Reproduce each line of the listing below with no changes to the wording or order.

==========

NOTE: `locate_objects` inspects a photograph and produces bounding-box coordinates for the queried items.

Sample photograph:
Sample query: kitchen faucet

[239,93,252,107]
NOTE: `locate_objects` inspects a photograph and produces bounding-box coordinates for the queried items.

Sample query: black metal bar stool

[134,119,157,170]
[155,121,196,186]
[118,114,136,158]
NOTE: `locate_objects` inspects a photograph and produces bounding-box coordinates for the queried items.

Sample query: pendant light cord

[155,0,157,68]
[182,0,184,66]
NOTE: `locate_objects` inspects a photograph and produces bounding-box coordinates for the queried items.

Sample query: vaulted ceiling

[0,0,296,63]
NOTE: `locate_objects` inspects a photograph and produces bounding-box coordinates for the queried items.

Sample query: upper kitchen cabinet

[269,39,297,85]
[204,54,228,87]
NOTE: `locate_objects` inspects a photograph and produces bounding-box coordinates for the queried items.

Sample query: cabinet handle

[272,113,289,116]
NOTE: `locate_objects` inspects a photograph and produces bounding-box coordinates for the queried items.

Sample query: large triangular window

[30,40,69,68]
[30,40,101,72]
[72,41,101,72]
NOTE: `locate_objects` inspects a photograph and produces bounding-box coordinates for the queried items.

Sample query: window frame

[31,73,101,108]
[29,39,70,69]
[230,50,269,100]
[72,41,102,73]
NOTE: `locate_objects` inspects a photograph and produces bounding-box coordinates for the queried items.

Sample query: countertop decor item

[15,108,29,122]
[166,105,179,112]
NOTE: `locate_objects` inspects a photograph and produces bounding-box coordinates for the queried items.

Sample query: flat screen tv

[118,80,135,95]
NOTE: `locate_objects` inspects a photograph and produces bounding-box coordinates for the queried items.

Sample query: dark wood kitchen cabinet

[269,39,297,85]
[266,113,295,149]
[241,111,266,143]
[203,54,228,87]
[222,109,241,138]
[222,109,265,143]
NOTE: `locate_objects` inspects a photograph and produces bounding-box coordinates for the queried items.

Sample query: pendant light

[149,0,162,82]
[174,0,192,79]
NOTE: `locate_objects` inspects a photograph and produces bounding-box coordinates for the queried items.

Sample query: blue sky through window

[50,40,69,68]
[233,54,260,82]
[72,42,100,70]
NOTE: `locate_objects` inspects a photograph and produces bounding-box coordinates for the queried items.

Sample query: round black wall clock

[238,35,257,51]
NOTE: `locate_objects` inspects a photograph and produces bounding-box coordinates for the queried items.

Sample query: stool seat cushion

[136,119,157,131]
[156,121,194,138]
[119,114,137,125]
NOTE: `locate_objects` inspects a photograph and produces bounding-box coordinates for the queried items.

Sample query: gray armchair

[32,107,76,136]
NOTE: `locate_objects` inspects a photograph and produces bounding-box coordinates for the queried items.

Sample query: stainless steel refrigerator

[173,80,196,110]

==========

(Full solution):
NOTE: `locate_objects` inspects a photograph and produces bounding-box coordinates for the queried items.

Sample photograph:
Sample query: kitchen faucet

[239,93,252,107]
NOTE: `locate_objects` inspects a photograph and produces bounding-box coordinates for the queried items.

Sample query: black metal bar stool

[134,119,157,170]
[155,121,196,186]
[118,114,136,158]
NOTE: `locate_objects` inspects a photograph and produces bounding-box coordinates for the queried items.

Sample query: pendant light cord

[155,0,157,68]
[182,0,184,66]
NOTE: `locate_objects` inspects a photograph and produces bounding-box coordinates for the queried items.

Sample query: vaulted ceiling

[0,0,296,63]
NOTE: `locate_objects` inspects a photograph and produces bounding-box coordinates for the queried items.

Sample query: upper kitchen cabinet

[269,39,297,85]
[204,54,228,87]
NOTE: `locate_objects` inspects a photograph and produces bounding-box coordinates for the queried items.

Sample query: cabinet handle

[272,113,289,116]
NOTE: `locate_objects` inspects a photograph and produces bounding-box coordinates for the queried items.

Sample query: large triangular window

[30,40,69,68]
[30,40,101,72]
[72,41,101,72]
NOTE: `locate_objects` inspects a photograph and produces bounding-box coordinates for the queried items.

Sample query: window frame

[31,73,101,108]
[29,39,70,69]
[230,50,269,100]
[72,41,102,73]
NOTE: `locate_objects` inspects a photograph and produces bounding-box coordinates for the queried items.

Sample query: countertop decor item

[15,108,29,122]
[166,105,179,112]
NOTE: `locate_objects` inspects a photograph and produces bounding-box coordinates for the queried items.

Sample query: flat screen tv

[118,80,135,95]
NOTE: `locate_objects` inspects a photograph and produces bounding-box coordinates for the queried items.

Sample query: dark wood kitchen cabinet

[269,39,297,85]
[266,113,295,149]
[241,111,266,143]
[203,54,228,87]
[222,109,241,138]
[222,109,265,143]
NOTE: `locate_objects` inspects a photograph and produces bounding-box coordinates for the queried items.

Sample query: pendant light

[149,0,162,82]
[174,0,192,79]
NOTE: `locate_objects` inspects a photograph and produces bounding-box coordinates for the queried items.

Sample query: blue sky through window

[50,40,69,68]
[233,54,260,82]
[72,42,100,70]
NOTE: `locate_objects` inspects a photograph and produces bounding-box coordinates for the queried items.

Sample query: round black wall clock

[238,35,257,51]
NOTE: `locate_objects` inspects a photograph and produces bounding-box coordinates for the queried items.

Sample query: stool seat cushion

[136,119,157,131]
[156,121,194,138]
[119,114,137,125]
NOTE: `locate_objects` inspects a photograph and produces bounding-box coordinates for the queried items.

Sample query: gray armchair

[32,107,76,136]
NOTE: `locate_objects` inspects a photograph and produces bounding-box coordinates for the queried items.

Sample query: stainless steel refrigerator

[173,80,196,110]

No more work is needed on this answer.